[PROBLEM TO SOLVE]
Return each line in the records below that contains the string "dark".

[RECORDS TO PROCESS]
§

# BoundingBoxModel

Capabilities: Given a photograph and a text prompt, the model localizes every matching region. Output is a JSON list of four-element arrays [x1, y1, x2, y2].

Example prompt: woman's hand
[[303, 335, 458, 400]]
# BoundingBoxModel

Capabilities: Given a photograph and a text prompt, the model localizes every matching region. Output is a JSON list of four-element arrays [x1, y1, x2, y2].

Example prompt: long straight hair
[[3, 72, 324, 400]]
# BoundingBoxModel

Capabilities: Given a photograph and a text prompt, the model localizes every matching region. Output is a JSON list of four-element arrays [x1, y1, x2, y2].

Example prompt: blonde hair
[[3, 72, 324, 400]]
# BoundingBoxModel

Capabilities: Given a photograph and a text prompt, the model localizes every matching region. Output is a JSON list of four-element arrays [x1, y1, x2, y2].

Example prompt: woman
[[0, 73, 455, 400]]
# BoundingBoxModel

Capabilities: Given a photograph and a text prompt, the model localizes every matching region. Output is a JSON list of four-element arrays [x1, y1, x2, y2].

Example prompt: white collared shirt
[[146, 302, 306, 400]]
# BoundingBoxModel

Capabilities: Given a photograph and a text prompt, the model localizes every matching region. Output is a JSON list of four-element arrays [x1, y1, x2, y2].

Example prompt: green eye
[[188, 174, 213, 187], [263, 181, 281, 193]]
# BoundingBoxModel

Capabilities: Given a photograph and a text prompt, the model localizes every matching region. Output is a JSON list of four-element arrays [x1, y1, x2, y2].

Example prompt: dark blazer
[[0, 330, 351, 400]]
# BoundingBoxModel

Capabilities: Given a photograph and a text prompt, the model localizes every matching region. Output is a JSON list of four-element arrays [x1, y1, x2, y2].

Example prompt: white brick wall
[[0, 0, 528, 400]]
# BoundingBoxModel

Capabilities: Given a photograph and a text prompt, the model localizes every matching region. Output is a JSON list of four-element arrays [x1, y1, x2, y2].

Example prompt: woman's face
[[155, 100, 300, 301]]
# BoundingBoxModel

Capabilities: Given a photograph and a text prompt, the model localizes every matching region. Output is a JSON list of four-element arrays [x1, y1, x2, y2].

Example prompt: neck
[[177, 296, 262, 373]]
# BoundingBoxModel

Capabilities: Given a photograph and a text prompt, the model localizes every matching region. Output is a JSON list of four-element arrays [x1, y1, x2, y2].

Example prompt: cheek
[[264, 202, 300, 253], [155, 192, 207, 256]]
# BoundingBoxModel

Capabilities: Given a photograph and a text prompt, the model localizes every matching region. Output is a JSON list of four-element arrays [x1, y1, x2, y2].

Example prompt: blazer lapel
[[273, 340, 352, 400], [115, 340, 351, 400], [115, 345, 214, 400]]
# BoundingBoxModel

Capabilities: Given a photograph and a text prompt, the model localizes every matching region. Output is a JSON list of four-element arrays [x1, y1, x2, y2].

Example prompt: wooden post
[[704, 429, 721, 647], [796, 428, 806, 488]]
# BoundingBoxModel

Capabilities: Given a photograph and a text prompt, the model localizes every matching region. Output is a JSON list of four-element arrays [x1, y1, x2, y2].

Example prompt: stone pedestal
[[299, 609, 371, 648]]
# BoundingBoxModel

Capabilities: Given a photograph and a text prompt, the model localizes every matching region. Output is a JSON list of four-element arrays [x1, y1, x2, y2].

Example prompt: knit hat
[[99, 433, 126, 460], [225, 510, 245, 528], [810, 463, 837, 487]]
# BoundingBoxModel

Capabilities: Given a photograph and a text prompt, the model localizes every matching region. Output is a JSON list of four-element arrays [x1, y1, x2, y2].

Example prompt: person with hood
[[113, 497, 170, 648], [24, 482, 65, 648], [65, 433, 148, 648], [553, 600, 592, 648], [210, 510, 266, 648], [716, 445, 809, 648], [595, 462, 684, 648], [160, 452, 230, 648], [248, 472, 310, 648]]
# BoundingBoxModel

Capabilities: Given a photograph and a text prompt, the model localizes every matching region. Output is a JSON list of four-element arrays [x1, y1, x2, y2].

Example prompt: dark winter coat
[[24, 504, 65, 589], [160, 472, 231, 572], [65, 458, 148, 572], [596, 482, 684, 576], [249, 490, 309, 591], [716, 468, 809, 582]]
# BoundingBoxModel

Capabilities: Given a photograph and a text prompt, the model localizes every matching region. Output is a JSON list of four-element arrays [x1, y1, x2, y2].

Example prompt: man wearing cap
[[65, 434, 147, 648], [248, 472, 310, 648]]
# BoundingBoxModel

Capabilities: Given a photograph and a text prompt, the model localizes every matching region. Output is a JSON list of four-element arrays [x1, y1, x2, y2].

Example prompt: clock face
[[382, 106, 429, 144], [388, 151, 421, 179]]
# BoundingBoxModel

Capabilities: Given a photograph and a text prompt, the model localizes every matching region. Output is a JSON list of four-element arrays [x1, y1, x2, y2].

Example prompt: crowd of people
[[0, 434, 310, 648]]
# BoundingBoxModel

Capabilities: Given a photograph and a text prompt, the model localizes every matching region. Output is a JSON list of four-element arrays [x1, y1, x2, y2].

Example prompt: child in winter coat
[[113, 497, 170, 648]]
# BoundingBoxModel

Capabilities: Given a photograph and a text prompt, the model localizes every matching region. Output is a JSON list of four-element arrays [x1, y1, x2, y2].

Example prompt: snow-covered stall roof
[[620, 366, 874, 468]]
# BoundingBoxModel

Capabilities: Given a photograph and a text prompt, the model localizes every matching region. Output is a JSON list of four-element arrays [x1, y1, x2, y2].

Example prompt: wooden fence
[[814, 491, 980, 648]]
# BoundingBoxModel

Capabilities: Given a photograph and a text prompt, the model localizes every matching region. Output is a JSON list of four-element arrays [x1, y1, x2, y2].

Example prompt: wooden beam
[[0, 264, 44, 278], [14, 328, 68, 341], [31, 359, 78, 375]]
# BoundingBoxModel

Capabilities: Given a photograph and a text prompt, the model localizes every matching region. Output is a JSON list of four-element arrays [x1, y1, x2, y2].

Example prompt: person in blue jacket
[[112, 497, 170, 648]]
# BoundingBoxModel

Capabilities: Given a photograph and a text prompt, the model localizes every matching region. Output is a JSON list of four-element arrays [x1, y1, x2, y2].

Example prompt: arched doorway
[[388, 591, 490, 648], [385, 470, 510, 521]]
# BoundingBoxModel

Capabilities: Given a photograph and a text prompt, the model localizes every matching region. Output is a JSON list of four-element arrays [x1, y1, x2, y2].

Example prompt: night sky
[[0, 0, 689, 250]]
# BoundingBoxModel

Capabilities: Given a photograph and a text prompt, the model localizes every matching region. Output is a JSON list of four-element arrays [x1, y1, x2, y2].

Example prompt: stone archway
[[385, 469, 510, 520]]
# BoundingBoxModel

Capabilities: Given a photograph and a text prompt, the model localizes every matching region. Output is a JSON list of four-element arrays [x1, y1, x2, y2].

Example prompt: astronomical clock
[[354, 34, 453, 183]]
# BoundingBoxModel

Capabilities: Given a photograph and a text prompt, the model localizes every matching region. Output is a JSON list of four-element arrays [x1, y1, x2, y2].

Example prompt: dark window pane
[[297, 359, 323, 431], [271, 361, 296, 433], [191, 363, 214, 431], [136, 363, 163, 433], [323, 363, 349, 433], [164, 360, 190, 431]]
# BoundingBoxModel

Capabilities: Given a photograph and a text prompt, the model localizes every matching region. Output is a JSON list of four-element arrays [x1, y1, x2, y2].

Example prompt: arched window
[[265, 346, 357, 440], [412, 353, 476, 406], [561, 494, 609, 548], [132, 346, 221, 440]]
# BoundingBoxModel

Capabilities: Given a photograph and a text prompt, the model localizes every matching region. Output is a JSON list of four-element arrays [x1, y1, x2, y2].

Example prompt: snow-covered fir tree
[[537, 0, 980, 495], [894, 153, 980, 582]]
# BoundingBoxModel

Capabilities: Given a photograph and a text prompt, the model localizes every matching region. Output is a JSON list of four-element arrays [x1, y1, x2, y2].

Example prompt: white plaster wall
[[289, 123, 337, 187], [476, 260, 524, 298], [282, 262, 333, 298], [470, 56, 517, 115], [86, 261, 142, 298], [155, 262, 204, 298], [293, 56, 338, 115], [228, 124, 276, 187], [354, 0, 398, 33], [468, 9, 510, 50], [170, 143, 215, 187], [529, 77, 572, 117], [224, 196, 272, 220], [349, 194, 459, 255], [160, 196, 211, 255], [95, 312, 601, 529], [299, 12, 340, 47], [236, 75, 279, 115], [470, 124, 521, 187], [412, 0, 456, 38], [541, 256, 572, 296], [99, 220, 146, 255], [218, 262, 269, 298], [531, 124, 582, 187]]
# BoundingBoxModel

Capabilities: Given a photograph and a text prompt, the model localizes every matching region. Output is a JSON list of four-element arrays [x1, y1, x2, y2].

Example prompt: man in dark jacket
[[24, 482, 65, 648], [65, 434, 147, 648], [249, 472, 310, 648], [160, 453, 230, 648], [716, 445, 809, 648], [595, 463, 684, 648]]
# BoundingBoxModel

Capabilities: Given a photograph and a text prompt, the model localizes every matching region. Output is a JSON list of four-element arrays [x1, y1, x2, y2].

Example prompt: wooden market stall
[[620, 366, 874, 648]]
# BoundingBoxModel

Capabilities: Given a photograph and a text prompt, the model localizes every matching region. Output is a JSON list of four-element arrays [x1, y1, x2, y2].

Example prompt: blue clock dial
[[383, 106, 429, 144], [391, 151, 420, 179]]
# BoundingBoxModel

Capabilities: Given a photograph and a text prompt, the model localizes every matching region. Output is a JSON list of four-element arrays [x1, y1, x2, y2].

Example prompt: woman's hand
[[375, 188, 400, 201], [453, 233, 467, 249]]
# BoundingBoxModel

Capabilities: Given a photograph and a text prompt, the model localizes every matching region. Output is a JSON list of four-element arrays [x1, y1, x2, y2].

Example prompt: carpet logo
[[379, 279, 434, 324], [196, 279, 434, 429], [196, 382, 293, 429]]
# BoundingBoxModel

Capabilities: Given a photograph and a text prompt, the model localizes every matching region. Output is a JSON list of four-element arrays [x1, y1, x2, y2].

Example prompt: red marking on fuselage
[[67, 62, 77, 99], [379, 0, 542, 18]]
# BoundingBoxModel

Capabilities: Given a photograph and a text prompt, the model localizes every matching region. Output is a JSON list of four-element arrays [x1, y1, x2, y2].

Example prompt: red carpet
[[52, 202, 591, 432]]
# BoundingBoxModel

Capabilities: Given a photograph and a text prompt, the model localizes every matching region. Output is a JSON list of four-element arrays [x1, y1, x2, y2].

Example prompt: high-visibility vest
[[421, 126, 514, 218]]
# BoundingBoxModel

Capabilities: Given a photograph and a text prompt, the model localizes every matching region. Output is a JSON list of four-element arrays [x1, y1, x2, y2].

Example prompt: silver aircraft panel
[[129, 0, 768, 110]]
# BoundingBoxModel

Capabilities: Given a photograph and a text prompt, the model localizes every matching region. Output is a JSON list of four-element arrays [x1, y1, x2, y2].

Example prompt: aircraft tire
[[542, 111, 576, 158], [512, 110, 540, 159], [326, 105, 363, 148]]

§

[RESULT BELOW]
Example prompt: dark blazer
Example prompt: dark winter coat
Example prompt: dark window pane
Example prompt: man in dark jacket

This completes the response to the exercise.